- _Quoted passage_
--------------------

Last fall I suggested that I would investigate how well digital cultural heritage collections were being utilized by researchers. Turns out this was harder than I expected. But from my very initial research it seems that scholarly writing does not cite a lot of cultural material available online. This has led me to some questions for the group – some you’ve probably already considered, but maybe a few new ones worth thinking through together.
I started by searching for the use of the terms “digital archive,” “digital collection,” “online,” “http” and “www” in American History and American Studies dissertations and journal articles published between 2002-2011. But I was surprised by the small number of results – fewer than 10% using “digital archive” or “digital collection,” and less than 30% using “online,” “http” or “www.” American Studies led the way in usage or discussion of digital material, almost double the amount of references for each term. But either there were very few citations, or the terminology used varied enough that they required more detailed searches than Proquest’s interface (which requires a PDF download in order to review the full text) allows.
For example, out of roughly 21,000 dissertations from this period with the subject heading of American History or American Studies (unfortunately, there are duplicates here since many authors select more than one major subject heading), only 270 used “digital archive” and 240 used “digital collection” somewhere in the full text. A proximity search resulted in approximately 1,400 in American History and 2,500 in American Studies. Even the larger of these numbers is less than 10%, which is surprisingly low. For comparison, about 6,000 used “museum” and 1,800 used “material culture.”
Of course not all institutional materials available online are titled “digital archive” or “digital collection.” But broadening the terminology to “online,” or “http” or “www” also had surprisingly few results: about 2,700 and 4,700 for American History; 4,700 and 7,800 for American Studies. Do only about a half of the American History/Studies dissertations in the previous 10 years cite materials found online? [NB – published material that is also available on the web, in Proquest Historical Newspapers for example, does not necessarily need to include a URL, and that would undoubtedly increase the number of citations for material encountered digitally.]
A search in history and affiliated subjects in Project Muse and JSTOR also returned a small number of uses of “digital archive” or “digital collection” – only 30 in Muse and 240 in JSTOR. Even when searching for these terms in Library Science journals, there were only about 60 results.
This lack of citation of material encountered digitally was very surprising to me, and I wonder if you all have the same reaction?
We know that researchers encounter primary source material digitally and explore collections – or at least skim finding aids – online. So I have some questions, about institutions and researchers both.
- Do institutions need or want to keep track of citations of their digital collections? If so, do they just search for their URL or DOI in these databases or use another method? Or are they more interested in general number of hits than number of references?
- Would an increased number of citations in scholarship help justify the effort and expense of digitizing collections? Are the textual finding aids prepared cheaply and mainly for researchers, and the visual interface to the collections for the public and educators?
- Overall, do cultural heritage organizations want or need to identify or cater to their scholarly users, or stay focused on a broader public? How does scarcity of resources influence this decision? And what would researchers want from digital cultural heritage collections?
- Certainly researchers explore collections online, but do they also need to go to an institution to see the physical object? Would a researcher be comfortable citing a primary source object that they have seen only virtually, or will they need to see it in person as well?

--------------------

- _Given information_
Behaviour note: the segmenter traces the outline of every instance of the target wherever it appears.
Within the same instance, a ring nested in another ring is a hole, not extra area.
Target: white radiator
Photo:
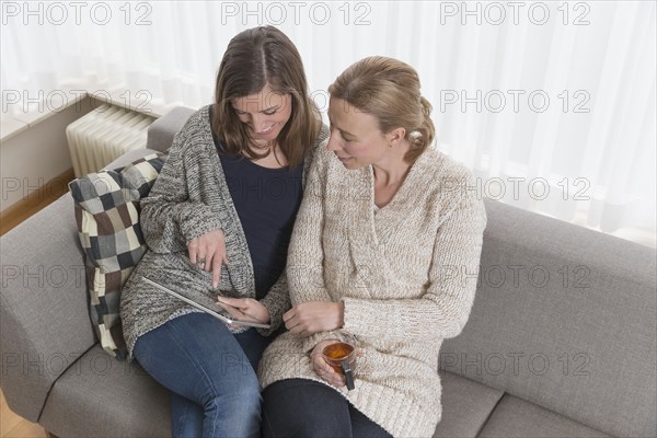
[[[125,152],[146,148],[154,118],[113,105],[103,105],[66,127],[76,177],[97,172]]]

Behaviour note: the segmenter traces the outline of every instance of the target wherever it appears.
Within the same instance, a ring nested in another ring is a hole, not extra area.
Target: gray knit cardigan
[[[198,312],[146,285],[143,276],[219,312],[217,295],[255,298],[253,264],[212,139],[209,107],[194,113],[176,134],[166,163],[149,196],[141,200],[140,223],[149,251],[126,281],[120,301],[130,358],[139,336],[176,316]],[[327,136],[323,126],[303,163],[303,184],[312,155]],[[214,229],[223,230],[229,260],[228,267],[222,266],[217,289],[212,289],[212,274],[192,264],[187,254],[187,242]],[[285,274],[261,302],[269,311],[272,323],[261,333],[268,335],[280,326],[283,313],[290,308]]]

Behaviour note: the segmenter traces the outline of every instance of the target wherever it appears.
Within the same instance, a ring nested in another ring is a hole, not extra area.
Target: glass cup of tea
[[[335,339],[322,350],[322,357],[333,370],[345,377],[347,390],[356,388],[354,385],[354,373],[356,372],[356,358],[358,353],[354,344]]]

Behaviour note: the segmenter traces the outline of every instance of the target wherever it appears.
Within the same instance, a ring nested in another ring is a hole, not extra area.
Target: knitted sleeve
[[[461,332],[474,301],[486,212],[472,192],[452,203],[435,238],[425,295],[400,300],[344,297],[346,331],[391,343]]]
[[[143,237],[155,253],[186,251],[191,240],[221,228],[218,215],[201,200],[200,172],[210,163],[201,163],[207,157],[197,153],[197,119],[192,116],[176,134],[153,188],[141,200]]]

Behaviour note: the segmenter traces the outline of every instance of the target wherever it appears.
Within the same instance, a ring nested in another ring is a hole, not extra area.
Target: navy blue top
[[[215,146],[249,244],[255,295],[262,299],[285,269],[287,247],[303,195],[303,165],[291,172],[288,166],[267,169],[241,155],[222,152],[217,138]]]

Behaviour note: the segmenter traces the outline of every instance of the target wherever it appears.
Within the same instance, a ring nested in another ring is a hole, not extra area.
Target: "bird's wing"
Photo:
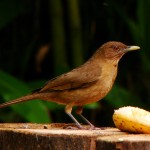
[[[100,75],[100,71],[88,71],[86,68],[77,68],[62,74],[56,78],[49,80],[40,92],[51,91],[51,90],[71,90],[76,88],[85,88],[91,86],[93,83],[97,82]]]

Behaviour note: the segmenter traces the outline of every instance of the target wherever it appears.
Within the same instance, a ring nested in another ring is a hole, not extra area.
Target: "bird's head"
[[[126,52],[138,49],[139,46],[127,46],[121,42],[110,41],[103,44],[99,51],[106,59],[119,61]]]

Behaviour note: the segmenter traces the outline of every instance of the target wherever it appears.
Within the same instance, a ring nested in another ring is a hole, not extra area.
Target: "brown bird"
[[[33,99],[56,102],[66,105],[65,112],[82,129],[81,124],[71,114],[72,107],[77,106],[76,113],[94,128],[82,115],[83,106],[106,96],[116,79],[119,60],[126,52],[137,49],[140,47],[115,41],[107,42],[80,67],[49,80],[42,88],[29,95],[0,104],[0,108]]]

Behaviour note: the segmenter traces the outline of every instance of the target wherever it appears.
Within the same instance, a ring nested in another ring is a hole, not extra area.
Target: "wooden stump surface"
[[[1,123],[0,150],[150,150],[150,134],[107,127],[79,130],[73,124]]]

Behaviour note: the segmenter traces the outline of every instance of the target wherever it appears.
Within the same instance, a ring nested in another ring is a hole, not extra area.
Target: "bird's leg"
[[[75,124],[77,125],[77,127],[79,129],[83,129],[83,127],[81,126],[81,124],[76,120],[76,118],[74,118],[74,116],[71,114],[72,112],[72,104],[68,104],[65,108],[65,112],[66,114],[68,114],[70,116],[70,118],[75,122]]]
[[[94,129],[95,126],[90,122],[88,121],[83,115],[82,115],[82,112],[83,112],[83,106],[78,106],[77,109],[76,109],[76,113],[81,116],[81,118],[88,124],[90,125],[90,129]]]

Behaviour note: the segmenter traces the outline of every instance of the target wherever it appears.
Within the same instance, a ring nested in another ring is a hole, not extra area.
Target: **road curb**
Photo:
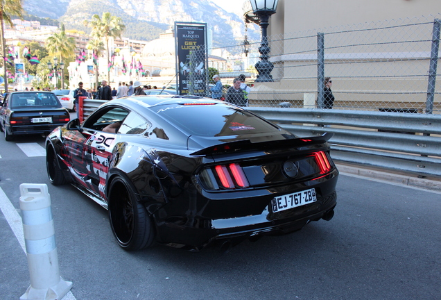
[[[429,178],[420,178],[417,177],[413,177],[409,175],[388,173],[377,169],[363,169],[340,164],[336,165],[337,165],[338,171],[343,174],[357,175],[363,177],[388,181],[395,184],[441,192],[441,180],[438,181]]]

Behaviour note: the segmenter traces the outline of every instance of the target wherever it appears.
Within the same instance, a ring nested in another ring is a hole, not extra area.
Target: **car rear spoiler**
[[[219,144],[214,146],[210,146],[207,148],[198,150],[192,153],[191,156],[201,156],[213,153],[220,153],[229,151],[235,151],[239,150],[251,150],[251,149],[262,149],[283,148],[288,147],[303,147],[311,144],[325,144],[331,138],[334,136],[334,133],[325,133],[323,135],[299,138],[295,139],[287,139],[279,140],[269,140],[266,142],[259,142],[252,143],[250,140],[243,140],[236,142],[231,142],[224,144]]]

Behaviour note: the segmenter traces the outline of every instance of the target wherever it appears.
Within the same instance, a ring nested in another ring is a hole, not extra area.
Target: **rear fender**
[[[115,146],[110,162],[107,184],[115,175],[124,177],[146,207],[153,213],[169,201],[171,185],[181,190],[174,176],[154,148],[147,150],[120,143]],[[175,188],[174,190],[176,189]],[[106,197],[108,191],[106,188]]]

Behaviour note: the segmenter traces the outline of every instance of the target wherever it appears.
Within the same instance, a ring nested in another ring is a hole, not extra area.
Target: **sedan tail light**
[[[30,121],[28,117],[11,117],[9,119],[9,124],[30,124]]]
[[[52,118],[52,122],[54,123],[63,123],[63,122],[67,123],[70,120],[71,120],[70,117],[67,115],[54,116]]]

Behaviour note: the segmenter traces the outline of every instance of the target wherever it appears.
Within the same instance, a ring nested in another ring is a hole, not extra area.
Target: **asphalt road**
[[[340,175],[329,222],[246,241],[227,253],[159,245],[126,252],[107,211],[70,185],[52,186],[44,156],[19,147],[28,142],[36,143],[26,145],[28,153],[37,155],[44,140],[0,138],[1,300],[18,299],[30,285],[12,229],[17,224],[8,223],[4,204],[19,210],[22,183],[48,185],[60,275],[74,283],[64,299],[441,299],[440,193]]]

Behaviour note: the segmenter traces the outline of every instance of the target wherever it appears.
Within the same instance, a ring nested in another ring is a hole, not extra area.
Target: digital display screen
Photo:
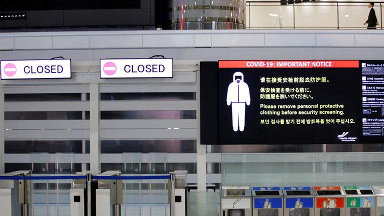
[[[216,74],[217,144],[383,140],[384,61],[224,60]]]

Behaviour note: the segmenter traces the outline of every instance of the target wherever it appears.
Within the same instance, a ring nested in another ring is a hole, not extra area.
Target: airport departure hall
[[[384,216],[383,15],[0,1],[0,216]]]

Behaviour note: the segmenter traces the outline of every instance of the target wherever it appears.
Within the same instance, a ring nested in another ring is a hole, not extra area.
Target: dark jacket
[[[376,22],[378,22],[378,18],[376,18],[376,13],[374,12],[374,10],[371,8],[370,14],[368,16],[368,20],[366,23],[368,24],[368,27],[376,27]]]

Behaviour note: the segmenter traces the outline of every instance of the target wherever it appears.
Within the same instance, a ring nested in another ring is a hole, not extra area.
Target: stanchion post
[[[92,180],[92,174],[86,174],[86,216],[91,216],[91,195],[90,195],[90,182]]]
[[[176,174],[173,172],[170,172],[170,216],[176,216],[174,206],[174,181]]]

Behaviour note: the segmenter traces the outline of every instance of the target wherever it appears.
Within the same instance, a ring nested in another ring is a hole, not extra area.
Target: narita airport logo
[[[346,136],[349,133],[349,132],[343,132],[342,134],[338,136],[338,138],[342,142],[356,142],[358,140],[357,137]]]

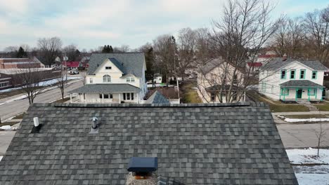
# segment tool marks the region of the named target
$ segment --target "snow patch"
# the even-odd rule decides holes
[[[17,130],[17,128],[15,127],[12,127],[11,125],[4,125],[0,127],[0,130]]]
[[[295,174],[299,185],[328,185],[329,174]]]
[[[286,151],[291,164],[329,164],[329,149],[320,149],[318,157],[316,149],[289,149]]]
[[[288,123],[329,121],[329,118],[288,118],[280,115],[276,116],[276,117],[283,119],[284,121]]]

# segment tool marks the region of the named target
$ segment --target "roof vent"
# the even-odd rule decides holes
[[[40,129],[42,127],[42,124],[39,123],[39,118],[34,117],[33,118],[33,123],[34,125],[33,126],[32,130],[31,133],[39,133],[40,132]]]
[[[91,120],[93,121],[93,125],[91,125],[89,134],[97,134],[98,133],[98,118],[93,117]]]
[[[157,170],[157,158],[130,158],[128,165],[128,172],[137,175],[147,175]]]

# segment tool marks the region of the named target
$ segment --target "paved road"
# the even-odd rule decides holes
[[[65,95],[67,92],[71,90],[82,86],[82,82],[79,80],[75,83],[68,84],[67,88],[65,89]],[[46,91],[42,94],[37,96],[34,99],[34,103],[47,103],[61,97],[60,90],[59,88],[56,88]],[[22,112],[26,111],[29,108],[29,100],[23,99],[17,100],[11,103],[0,105],[0,118],[1,120],[5,120],[12,116],[15,116]]]
[[[309,124],[277,124],[285,148],[304,148],[317,146],[315,130],[318,132],[320,123]],[[327,129],[321,146],[329,146],[329,123],[322,123],[323,129]]]

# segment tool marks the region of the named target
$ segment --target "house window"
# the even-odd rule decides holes
[[[262,82],[262,91],[266,92],[266,83]]]
[[[210,92],[210,100],[212,102],[216,101],[216,95],[214,92]]]
[[[307,95],[309,96],[314,96],[315,95],[316,90],[315,89],[309,89],[307,91]]]
[[[281,89],[281,95],[289,95],[289,89],[283,88]]]
[[[299,78],[300,79],[305,79],[305,69],[300,69],[300,75],[299,75]]]
[[[296,70],[291,69],[290,70],[290,79],[295,79],[295,74],[296,74]]]
[[[134,77],[127,77],[127,82],[135,82],[135,78]]]
[[[124,100],[134,100],[134,93],[123,93]]]
[[[316,79],[317,76],[318,76],[318,71],[312,71],[312,79]]]
[[[105,74],[103,76],[103,83],[109,83],[111,82],[111,76],[108,74]]]
[[[9,82],[5,81],[0,83],[0,88],[7,87],[9,86]]]
[[[287,74],[287,70],[282,69],[281,70],[281,79],[285,79],[286,74]]]

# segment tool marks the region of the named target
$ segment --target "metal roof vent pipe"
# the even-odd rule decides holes
[[[98,118],[93,117],[91,121],[93,121],[93,124],[91,125],[89,134],[97,134],[98,133]]]
[[[39,123],[39,118],[38,117],[34,117],[33,118],[33,123],[34,126],[32,128],[32,130],[31,131],[31,133],[39,133],[40,132],[40,129],[42,127],[42,124],[40,124]]]
[[[143,184],[157,184],[157,158],[133,157],[128,165],[129,174],[126,184],[136,184],[141,180],[145,181]]]

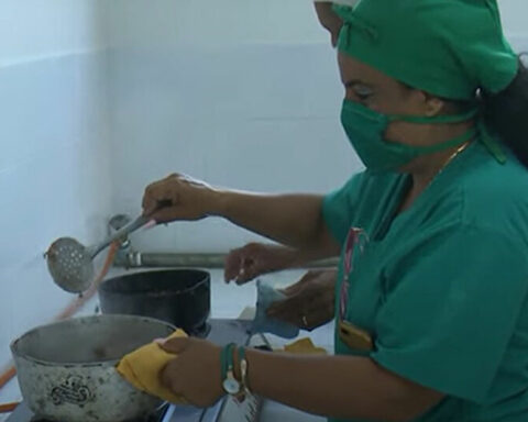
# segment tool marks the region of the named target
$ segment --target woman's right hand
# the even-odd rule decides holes
[[[337,269],[312,270],[284,292],[286,299],[273,303],[267,314],[304,330],[315,330],[336,314]]]
[[[219,192],[204,181],[173,174],[147,186],[143,196],[143,215],[157,223],[200,220],[218,210]],[[160,208],[160,203],[169,203]]]
[[[288,268],[296,263],[298,254],[285,246],[250,243],[231,251],[226,258],[226,282],[234,280],[243,285],[264,274]]]

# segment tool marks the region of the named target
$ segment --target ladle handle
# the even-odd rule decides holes
[[[122,237],[128,236],[130,233],[135,232],[138,229],[143,227],[151,221],[153,221],[152,215],[160,211],[163,208],[170,207],[173,203],[172,201],[164,200],[160,201],[157,208],[150,213],[148,215],[140,215],[136,218],[134,221],[131,223],[127,224],[124,227],[118,230],[116,233],[113,233],[111,236],[108,236],[103,242],[101,242],[99,245],[94,246],[94,249],[90,251],[91,258],[95,258],[102,249],[105,249],[108,245],[110,245],[112,242],[118,241]]]

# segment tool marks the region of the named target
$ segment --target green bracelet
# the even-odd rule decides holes
[[[235,347],[237,345],[234,343],[230,343],[222,348],[220,354],[222,387],[223,390],[231,396],[239,395],[241,388],[240,382],[234,378],[233,352]]]

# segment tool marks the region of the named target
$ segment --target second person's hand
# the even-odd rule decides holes
[[[264,243],[250,243],[233,249],[226,258],[226,282],[243,285],[264,274],[294,266],[300,252],[290,247]]]

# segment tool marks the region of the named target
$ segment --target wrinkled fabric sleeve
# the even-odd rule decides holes
[[[327,195],[322,202],[322,216],[332,236],[343,244],[352,223],[360,197],[364,173],[356,174],[340,189]]]
[[[386,268],[372,358],[422,386],[483,402],[528,290],[527,246],[453,224]]]

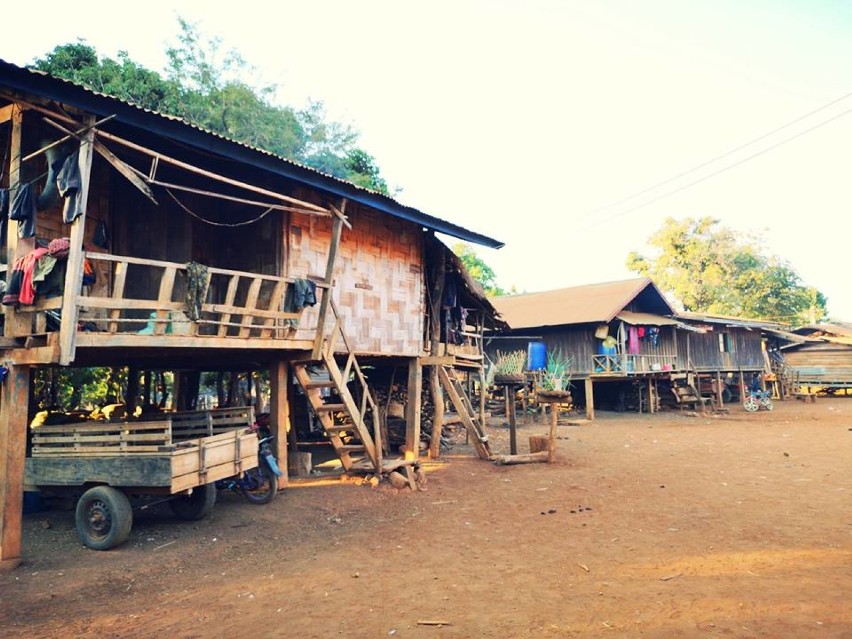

--------------------

- _Tasks to perform_
#1 Duplicate the digital collections post word for word, everything from "This lack of" down to "and researchers both.".
#2 In the digital collections post, how many dissertations used the term "digital archive" somewhere in the full text?
The records have no connection to the digital collections post.

- _Solved problems_
#1
This lack of citation of material encountered digitally was very surprising to me, and I wonder if you all have the same reaction?
We know that researchers encounter primary source material digitally and explore collections – or at least skim finding aids – online. So I have some questions, about institutions and researchers both.

#2 270.